Task input section start

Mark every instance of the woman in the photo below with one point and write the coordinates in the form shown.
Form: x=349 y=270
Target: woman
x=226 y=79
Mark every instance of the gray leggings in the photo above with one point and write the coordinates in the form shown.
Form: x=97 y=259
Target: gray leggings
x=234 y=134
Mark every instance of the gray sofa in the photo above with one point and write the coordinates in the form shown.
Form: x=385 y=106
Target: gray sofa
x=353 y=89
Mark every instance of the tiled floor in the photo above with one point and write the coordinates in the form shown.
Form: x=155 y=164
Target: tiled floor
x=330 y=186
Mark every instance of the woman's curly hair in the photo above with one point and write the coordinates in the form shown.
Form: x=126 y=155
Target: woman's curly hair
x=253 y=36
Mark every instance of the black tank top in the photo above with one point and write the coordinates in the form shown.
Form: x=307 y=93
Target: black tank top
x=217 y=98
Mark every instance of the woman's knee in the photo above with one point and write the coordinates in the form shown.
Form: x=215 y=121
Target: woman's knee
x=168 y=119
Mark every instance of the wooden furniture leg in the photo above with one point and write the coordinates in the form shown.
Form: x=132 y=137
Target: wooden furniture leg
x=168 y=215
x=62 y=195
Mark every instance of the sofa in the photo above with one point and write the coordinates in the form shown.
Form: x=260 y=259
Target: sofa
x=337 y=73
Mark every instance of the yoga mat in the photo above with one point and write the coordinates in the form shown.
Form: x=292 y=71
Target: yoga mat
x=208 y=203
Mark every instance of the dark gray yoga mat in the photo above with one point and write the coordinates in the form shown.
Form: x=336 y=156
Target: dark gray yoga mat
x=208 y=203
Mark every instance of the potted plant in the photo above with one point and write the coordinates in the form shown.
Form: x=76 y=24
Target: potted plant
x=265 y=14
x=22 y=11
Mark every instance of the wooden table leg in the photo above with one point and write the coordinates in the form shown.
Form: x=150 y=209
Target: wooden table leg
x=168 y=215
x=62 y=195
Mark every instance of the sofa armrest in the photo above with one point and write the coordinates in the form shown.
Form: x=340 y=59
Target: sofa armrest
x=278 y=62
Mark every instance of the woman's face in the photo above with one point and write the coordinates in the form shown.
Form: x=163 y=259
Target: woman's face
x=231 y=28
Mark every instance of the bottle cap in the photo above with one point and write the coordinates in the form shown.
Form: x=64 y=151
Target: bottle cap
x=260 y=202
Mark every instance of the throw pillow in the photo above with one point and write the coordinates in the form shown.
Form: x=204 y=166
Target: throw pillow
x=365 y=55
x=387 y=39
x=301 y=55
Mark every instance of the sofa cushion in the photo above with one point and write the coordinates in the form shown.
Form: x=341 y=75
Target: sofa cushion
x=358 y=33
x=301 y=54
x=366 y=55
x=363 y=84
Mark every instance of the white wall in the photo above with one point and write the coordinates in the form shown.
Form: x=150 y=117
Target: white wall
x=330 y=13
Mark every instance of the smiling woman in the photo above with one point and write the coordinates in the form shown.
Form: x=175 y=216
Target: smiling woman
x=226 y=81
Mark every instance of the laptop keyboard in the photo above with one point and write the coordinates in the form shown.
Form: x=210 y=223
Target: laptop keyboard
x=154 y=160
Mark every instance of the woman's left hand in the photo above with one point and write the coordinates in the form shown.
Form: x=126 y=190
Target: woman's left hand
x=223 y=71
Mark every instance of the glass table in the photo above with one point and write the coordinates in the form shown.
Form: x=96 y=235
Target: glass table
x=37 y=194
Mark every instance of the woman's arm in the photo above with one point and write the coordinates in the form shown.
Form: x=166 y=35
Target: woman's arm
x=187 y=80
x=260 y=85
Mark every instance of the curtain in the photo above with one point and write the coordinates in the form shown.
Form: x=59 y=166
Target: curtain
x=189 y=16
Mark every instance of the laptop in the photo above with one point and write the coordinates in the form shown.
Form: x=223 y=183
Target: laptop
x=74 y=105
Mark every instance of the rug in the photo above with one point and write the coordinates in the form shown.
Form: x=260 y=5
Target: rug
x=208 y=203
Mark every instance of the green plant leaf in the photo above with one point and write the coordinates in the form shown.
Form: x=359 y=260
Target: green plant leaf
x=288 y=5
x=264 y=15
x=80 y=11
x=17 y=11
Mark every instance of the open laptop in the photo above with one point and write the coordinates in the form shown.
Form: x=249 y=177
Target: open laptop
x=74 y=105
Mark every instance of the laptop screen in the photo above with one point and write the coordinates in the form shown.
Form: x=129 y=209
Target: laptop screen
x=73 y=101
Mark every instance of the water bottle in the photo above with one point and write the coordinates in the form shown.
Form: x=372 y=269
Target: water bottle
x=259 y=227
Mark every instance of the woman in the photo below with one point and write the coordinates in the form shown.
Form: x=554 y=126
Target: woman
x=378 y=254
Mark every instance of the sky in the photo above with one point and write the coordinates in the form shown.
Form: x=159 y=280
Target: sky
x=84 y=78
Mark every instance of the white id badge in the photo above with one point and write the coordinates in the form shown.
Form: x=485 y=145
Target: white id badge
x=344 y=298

Task input section end

Work instruction: Copy out the entries above without altering a single character.

Exercise answer:
Mark every instance of the woman in the photo below with one point and write the coordinates in the form shown.
Form: x=349 y=270
Target: woman
x=226 y=79
Mark every instance of the gray leggings in the photo above with one point and write the coordinates in the form shown.
Form: x=97 y=259
Target: gray leggings
x=234 y=134
Mark every instance of the gray sofa in the photo above with one point and write the coordinates in the form shown.
Form: x=385 y=106
Target: gray sofa
x=353 y=89
Mark every instance of the tiled floor in the photo above with one point and write the coordinates in the form shown.
Form: x=155 y=164
Target: tiled floor
x=330 y=186
Mark every instance of the woman's curly hair in the photo above with one point and write the coordinates in the form shown.
Form: x=126 y=155
Target: woman's curly hair
x=253 y=36
Mark every instance of the black tank top in the photo above with one point and write the coordinates in the form shown.
Form: x=307 y=93
Target: black tank top
x=217 y=98
Mark every instance of the woman's knee in the photo above with one point and write the coordinates in the form shown.
Form: x=215 y=121
Target: woman's knee
x=168 y=119
Mark every instance of the wooden furniture leg in the photo above with one point and write the coordinates in the form shown.
Form: x=132 y=137
Target: wooden furniture leg
x=168 y=215
x=62 y=195
Mark every instance of the sofa in the photo above with one point and write the coordinates in the form shown.
Form: x=260 y=259
Target: sofa
x=337 y=73
Mark every instance of the yoga mat in the photo above with one point and write the coordinates in the form shown.
Form: x=292 y=71
Target: yoga mat
x=208 y=203
Mark every instance of the dark gray yoga mat in the photo above with one point and write the coordinates in the form shown.
Form: x=336 y=156
Target: dark gray yoga mat
x=208 y=203
Mark every instance of the potted plant in the photo above with one point and write the coordinates in the form shown.
Form: x=76 y=24
Target: potted plant
x=265 y=14
x=22 y=11
Mark every instance of the wooden table leg in the photo above with one point and write the coordinates in the form shown.
Form: x=150 y=209
Target: wooden table leg
x=168 y=215
x=62 y=195
Mark every instance of the sofa armrest in the photo above with one point and write the coordinates in the form shown.
Form: x=340 y=59
Target: sofa armrest
x=278 y=62
Mark every instance of the woman's face in the photo above with one point and write the coordinates in the form shown.
Form: x=163 y=259
Target: woman's face
x=231 y=28
Mark every instance of the bottle cap in the photo above with one point and write the coordinates in the form shown.
Form: x=64 y=151
Target: bottle cap
x=260 y=202
Mark every instance of the throw pillow in the photo above with one point and write the coordinates in the form shown.
Form: x=204 y=166
Target: throw pillow
x=365 y=55
x=387 y=39
x=301 y=55
Mark every instance of the sofa cushion in the photo above with one point and write the coordinates in the form shown.
Form: x=341 y=75
Target: sofa cushion
x=358 y=33
x=301 y=54
x=366 y=55
x=363 y=84
Mark every instance of the white wall in the photo above with one point and write the coordinates in the form shown.
Form: x=150 y=117
Target: white wall
x=330 y=13
Mark every instance of the smiling woman in the photo above with one point and write the coordinates in the form shown.
Form: x=175 y=216
Target: smiling woman
x=226 y=81
Mark every instance of the laptop keyboard in the photo above with one point and write the coordinates in the form shown.
Form: x=210 y=223
Target: laptop keyboard
x=154 y=160
Mark every instance of the woman's left hand in the photo above with one point and write the coordinates in the form shown.
Form: x=126 y=190
Target: woman's left hand
x=223 y=71
Mark every instance of the glass table in the photo above with one point and write the coordinates in the form shown.
Form: x=96 y=235
Target: glass table
x=37 y=194
Mark every instance of the woman's arm in the photo above with one point and write the coordinates in the form shown.
Form: x=166 y=35
Target: woman's arm
x=187 y=80
x=260 y=85
Mark every instance of the curtain in the photo above with one point and write the coordinates in the form shown.
Form: x=59 y=166
Target: curtain
x=189 y=16
Mark every instance of the laptop in the photo above with one point and write the coordinates in the form shown.
Form: x=223 y=183
Target: laptop
x=74 y=105
Mark every instance of the rug in the photo above with one point and write the coordinates in the form shown.
Form: x=260 y=5
Target: rug
x=208 y=203
Mark every instance of the green plant leaf in the photo above with one point and write the coordinates in the form shown.
Form: x=359 y=260
Target: green plant leaf
x=288 y=5
x=264 y=15
x=80 y=11
x=17 y=11
Mark every instance of the open laptop in the photo above with one point and write the coordinates in the form shown.
Form: x=249 y=177
Target: open laptop
x=74 y=105
Mark every instance of the laptop screen in the photo above with one point and write the coordinates in the form shown.
Form: x=129 y=209
Target: laptop screen
x=73 y=101
Mark every instance of the water bottle in the photo above with one point and write the coordinates in the form shown.
Form: x=372 y=269
Target: water bottle
x=259 y=227
Mark every instance of the woman in the photo below with one point and write the coordinates in the form shown.
Form: x=554 y=126
Target: woman
x=378 y=254
Mark every instance of the sky in the photo above with one point and write the coordinates in the form shown.
Form: x=159 y=280
Target: sky
x=84 y=78
Mark every instance of the white id badge in the photo above with one point and write the coordinates in the form shown.
Form: x=485 y=145
Target: white id badge
x=344 y=298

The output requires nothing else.